# [Source extract]
-- Opening Marker --
On June 26, 2011, Chip Yates broke Scollon's previous record at Pikes Peak. He completed the course in 12 minutes 50.094 seconds. On 30 August 2011, Yates riding his prototype Swigz electric superbike established the official Guinness record of the fastest electric motorcycle. The motorcycle clocked a speed of 316.899 km/h at Bonneville.

In 2012, Paul Ernst Thede set an SCTA record run of 216.8 mph at Bonnevile Salt Flats, Utah, US. This did not qualify as a Guinness World record as it wasn't timed by the FIM timing association.

In 2012, Electro Force cycles made their debut as a commuter cycle for commuters to ride to work or for enjoyment. These cycles were built by Jennifer Northern of Issaquah, Washington, US. The maximum speed reached was 85 mph, while immediate speeds reached up to 60 mph in 6 seconds, programmable with regenerative braking or on the throttle. Their range was up to 100 miles while maintaining 65 mph in all weather and hills. It was the first of their kind built by a woman in the US.
-- Closing Marker --
# [Records shown]
-- Opening Marker --
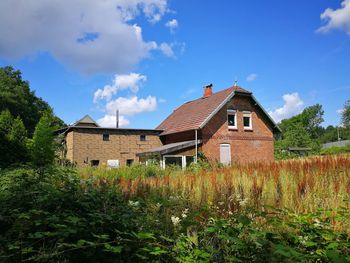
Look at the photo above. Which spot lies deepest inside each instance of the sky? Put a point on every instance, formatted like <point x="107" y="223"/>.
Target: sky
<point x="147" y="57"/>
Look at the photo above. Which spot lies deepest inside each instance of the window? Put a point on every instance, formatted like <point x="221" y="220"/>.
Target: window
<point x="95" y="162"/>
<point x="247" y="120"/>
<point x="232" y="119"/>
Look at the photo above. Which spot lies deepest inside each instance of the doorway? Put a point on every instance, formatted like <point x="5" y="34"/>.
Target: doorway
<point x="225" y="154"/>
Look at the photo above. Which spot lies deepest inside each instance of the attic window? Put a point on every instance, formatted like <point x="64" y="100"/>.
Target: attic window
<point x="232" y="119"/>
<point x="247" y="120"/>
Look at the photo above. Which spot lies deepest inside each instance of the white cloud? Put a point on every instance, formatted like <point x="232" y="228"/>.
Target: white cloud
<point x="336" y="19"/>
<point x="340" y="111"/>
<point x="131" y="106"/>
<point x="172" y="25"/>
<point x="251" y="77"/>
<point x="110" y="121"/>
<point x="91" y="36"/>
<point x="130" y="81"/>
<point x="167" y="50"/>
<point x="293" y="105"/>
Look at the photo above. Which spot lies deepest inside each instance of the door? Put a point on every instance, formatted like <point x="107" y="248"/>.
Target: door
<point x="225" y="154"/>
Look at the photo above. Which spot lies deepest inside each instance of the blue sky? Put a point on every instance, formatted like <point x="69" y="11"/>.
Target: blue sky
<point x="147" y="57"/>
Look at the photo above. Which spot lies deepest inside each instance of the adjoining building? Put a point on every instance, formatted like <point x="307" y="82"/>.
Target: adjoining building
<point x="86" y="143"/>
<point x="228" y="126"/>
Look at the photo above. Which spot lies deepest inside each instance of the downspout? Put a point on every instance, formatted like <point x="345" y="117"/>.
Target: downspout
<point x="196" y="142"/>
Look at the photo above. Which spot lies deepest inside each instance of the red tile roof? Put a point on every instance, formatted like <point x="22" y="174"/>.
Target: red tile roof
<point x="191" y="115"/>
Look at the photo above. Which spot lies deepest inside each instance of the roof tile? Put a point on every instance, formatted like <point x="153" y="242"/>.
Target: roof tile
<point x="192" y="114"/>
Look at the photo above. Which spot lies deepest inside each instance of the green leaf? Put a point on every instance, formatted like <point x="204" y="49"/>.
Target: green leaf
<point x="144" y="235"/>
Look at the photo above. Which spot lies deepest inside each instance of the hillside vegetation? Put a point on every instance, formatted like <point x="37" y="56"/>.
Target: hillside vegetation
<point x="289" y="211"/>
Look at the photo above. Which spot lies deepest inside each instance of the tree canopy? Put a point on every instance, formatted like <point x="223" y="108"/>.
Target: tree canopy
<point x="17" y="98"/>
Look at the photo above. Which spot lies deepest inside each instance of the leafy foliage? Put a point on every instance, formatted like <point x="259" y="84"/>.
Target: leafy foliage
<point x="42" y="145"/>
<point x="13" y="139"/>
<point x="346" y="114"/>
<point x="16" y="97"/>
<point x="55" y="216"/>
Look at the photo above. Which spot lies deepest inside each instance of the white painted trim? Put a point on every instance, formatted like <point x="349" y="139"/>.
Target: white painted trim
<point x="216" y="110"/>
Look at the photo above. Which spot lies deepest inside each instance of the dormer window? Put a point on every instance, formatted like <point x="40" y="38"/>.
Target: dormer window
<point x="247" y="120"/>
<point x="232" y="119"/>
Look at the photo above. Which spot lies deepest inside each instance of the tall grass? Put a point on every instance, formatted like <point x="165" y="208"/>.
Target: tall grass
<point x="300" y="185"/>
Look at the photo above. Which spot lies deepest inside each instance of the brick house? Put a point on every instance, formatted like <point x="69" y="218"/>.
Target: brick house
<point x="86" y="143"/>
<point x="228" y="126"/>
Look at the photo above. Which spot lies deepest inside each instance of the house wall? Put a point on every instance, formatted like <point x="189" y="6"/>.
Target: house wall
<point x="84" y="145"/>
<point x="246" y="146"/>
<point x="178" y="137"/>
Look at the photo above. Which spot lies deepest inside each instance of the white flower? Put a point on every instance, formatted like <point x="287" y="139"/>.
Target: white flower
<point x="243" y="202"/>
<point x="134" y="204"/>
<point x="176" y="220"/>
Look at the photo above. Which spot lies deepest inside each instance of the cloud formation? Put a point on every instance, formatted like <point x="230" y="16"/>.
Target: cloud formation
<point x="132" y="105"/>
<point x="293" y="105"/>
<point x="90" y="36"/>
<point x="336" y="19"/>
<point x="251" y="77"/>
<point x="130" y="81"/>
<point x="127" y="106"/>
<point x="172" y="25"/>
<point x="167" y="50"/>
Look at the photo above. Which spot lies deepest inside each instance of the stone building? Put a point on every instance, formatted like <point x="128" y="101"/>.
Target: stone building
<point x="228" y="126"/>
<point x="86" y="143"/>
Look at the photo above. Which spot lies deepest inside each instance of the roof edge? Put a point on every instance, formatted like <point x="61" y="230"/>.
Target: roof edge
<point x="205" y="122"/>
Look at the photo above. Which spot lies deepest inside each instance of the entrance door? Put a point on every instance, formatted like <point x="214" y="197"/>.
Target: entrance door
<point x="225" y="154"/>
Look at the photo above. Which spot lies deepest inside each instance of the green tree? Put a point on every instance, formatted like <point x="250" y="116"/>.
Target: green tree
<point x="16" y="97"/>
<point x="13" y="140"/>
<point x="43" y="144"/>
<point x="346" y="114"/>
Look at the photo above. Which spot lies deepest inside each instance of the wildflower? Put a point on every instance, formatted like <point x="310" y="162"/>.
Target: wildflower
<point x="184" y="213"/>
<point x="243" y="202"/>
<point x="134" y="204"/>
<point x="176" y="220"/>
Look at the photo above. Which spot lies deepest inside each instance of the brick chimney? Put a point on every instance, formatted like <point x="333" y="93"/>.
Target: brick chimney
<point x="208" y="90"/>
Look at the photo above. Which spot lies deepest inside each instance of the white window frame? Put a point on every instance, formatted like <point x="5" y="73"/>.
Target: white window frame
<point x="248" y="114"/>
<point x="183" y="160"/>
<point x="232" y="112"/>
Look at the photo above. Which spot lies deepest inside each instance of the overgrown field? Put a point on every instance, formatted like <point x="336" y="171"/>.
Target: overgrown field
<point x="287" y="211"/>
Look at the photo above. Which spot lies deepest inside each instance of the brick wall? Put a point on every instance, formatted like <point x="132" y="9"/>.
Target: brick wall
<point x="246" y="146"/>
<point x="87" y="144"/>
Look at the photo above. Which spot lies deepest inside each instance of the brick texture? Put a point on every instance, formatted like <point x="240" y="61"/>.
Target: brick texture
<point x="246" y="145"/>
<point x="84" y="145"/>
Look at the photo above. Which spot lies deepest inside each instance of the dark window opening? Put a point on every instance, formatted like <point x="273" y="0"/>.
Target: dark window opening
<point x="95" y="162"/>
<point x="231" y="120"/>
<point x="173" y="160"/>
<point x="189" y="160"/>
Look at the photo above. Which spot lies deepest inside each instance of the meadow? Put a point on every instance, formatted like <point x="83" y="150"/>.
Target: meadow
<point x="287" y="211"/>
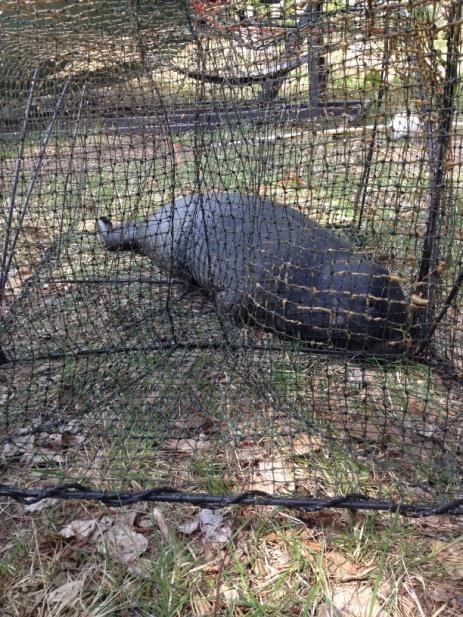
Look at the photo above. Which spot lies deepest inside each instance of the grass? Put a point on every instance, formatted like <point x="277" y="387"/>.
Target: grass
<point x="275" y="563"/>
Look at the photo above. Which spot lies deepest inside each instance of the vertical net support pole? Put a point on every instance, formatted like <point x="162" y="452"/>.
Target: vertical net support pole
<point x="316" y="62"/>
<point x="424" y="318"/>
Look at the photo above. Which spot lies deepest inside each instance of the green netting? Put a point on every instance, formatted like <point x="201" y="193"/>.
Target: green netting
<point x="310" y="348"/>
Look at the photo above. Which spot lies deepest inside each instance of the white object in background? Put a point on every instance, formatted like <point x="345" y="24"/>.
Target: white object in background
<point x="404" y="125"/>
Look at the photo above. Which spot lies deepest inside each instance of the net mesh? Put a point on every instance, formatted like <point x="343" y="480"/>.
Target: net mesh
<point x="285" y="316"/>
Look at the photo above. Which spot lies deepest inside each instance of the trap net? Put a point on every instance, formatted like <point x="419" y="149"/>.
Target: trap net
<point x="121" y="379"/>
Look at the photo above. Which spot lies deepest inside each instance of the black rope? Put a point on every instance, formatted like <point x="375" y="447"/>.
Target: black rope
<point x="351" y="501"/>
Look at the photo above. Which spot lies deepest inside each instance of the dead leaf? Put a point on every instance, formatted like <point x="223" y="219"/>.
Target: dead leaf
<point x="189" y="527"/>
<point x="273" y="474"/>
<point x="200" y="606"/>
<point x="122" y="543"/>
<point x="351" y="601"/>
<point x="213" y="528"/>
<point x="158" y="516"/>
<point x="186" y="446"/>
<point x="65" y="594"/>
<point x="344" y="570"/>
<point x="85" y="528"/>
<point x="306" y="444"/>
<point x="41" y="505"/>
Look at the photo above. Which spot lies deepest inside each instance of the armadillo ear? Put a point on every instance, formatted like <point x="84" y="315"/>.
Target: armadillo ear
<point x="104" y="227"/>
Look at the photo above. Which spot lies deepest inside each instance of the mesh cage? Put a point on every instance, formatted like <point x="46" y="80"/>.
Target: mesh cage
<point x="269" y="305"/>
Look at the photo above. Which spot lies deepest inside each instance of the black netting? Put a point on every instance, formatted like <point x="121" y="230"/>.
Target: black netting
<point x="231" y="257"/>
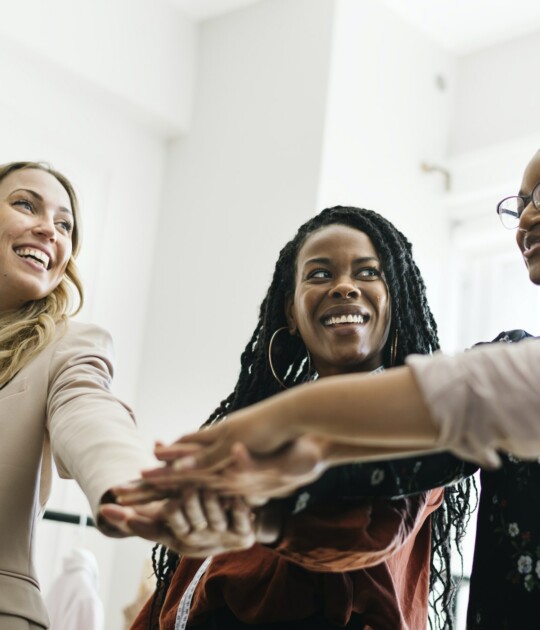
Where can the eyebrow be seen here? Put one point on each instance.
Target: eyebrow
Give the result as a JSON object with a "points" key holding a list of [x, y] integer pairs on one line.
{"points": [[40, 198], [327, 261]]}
-- Closing Marker --
-- Opening Marker --
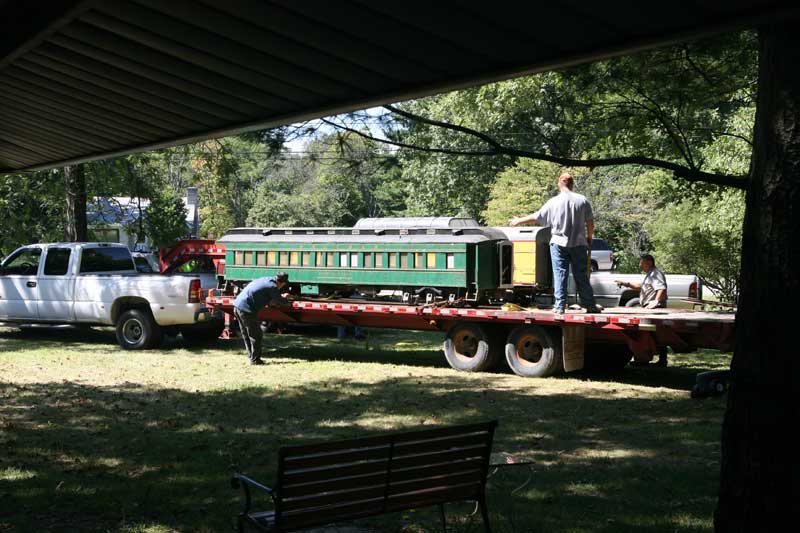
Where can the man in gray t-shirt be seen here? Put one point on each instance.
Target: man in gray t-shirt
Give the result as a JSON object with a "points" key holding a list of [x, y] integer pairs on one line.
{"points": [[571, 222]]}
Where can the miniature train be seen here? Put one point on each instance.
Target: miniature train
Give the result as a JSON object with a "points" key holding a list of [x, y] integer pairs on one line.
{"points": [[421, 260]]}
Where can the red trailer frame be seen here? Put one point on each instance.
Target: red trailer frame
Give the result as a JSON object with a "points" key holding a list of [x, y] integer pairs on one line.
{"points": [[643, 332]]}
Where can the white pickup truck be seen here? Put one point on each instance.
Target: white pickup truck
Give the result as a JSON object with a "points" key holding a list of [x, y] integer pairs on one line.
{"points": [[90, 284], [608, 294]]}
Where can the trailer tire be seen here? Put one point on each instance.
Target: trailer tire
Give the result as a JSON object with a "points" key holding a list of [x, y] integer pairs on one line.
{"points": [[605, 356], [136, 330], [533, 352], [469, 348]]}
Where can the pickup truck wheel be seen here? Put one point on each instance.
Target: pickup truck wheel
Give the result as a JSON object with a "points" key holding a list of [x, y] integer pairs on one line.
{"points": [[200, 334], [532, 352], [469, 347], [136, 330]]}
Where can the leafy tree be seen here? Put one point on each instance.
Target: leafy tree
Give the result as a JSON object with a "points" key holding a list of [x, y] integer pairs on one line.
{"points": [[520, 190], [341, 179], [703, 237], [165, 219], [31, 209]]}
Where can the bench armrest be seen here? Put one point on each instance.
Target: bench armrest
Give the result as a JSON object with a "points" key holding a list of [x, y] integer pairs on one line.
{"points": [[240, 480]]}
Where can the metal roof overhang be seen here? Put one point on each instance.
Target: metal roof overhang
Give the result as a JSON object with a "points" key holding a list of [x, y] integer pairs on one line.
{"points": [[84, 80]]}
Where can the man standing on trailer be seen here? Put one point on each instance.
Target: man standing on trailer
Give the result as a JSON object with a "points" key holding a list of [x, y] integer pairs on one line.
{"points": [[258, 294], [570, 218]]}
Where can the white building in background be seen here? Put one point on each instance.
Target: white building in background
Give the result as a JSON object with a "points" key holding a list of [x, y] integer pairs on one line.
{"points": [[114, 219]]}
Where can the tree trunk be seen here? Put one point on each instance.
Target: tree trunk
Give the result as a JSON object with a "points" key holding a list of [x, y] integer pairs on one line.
-- Closing Marker --
# [Required tasks]
[A] For the passage on electric motorcycle records, answer yes or no for each statement and quote the exact words from the passage that decide it: (i) Chip Yates finished the Pikes Peak course in 12 minutes 50.094 seconds. (ii) Paul Ernst Thede's 216.8 mph run counted as a Guinness World record. (iii) Electro Force cycles had a range of up to 100 miles.
[B] Extend the passage on electric motorcycle records, beginning right after its last sentence.
The records stand apart from the passage on electric motorcycle records and are separate material.

# [Answers for this exercise]
[A]
(i) Yes: "He completed the course in 12 minutes 50.094 seconds."
(ii) No: "This did not qualify as a Guinness World record as it wasn't timed by the FIM timing association."
(iii) Yes: "Their range was up to 100 miles while maintaining 65 mph in all weather and hills."

[B]
In 2012, Jim Higgins rode the street-legal Mission Motors' Mission R at the Sonoma Raceway quarter-mile drag strip and set a National Electric Drag Racing Association (NEDRA) street-legal electric motorcycle record for the SMC/A3 class with a time of 10.602 at 122.57 mph.

On June 30, 2013, Carlin Dunne riding a Lightning Motorcycle-built electric bike beat conventional motorcycles at Pikes Peak. He clocked a 10 minutes 00.694 seconds at the 12.42 miles course.

In the later 2010s, many companies tried their first crack at making an electric motorcycle or scooter, including Scorpio Electric and Harley-Davidson. On November 20, 2018, VinFast from Vietnam introduced two electric scooter models in Hanoi, with 4 model: VinFast Klara A1 (Lithium-ion battery), VinFast Klara A2 (Lead–acid battery), VinFast Ludo and VinFast Impes.

In 2019, the Lark Streamliner, a streamliner motorcycle, was built to challenge a land speed record in its class.

===2020s===
In the 2020s many companies have started and many have folded. The cost of batteries and the speed of charging are still limiting factors in making appealing long-range motorcycles but in-city commuting, motocross, trials, and pleasure riding have seen significant adoption. In 2026, Michael Hicks won silver at World Supercross on a Stark Varg.

India's OLA S1 Pro Gen 1 Electric Scooter is a market leader and has sold more than 800,000 scooters.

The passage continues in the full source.